Natural-language object grounding data
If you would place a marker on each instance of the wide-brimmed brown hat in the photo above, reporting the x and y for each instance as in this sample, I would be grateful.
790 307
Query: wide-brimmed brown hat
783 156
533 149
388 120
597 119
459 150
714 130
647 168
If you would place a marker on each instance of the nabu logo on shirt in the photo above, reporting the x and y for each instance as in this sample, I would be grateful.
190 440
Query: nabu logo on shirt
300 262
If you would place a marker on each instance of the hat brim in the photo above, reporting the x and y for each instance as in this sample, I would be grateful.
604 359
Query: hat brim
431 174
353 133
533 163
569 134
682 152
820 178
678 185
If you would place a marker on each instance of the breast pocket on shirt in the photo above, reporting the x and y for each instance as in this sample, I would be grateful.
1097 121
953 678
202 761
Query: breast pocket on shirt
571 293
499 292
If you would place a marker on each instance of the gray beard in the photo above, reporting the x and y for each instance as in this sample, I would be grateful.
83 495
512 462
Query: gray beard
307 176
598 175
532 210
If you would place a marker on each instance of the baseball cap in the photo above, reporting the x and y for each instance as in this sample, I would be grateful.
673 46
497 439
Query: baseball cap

WORK TASK.
Each line of the entries above that includes the string "baseball" should be copied out.

SOLUTION FOR THIS TASK.
If you would place a marker on each instance of the baseball cap in the photo above, reporting the x and y for each instance as in this sample, I would be grateful.
Query: baseball cap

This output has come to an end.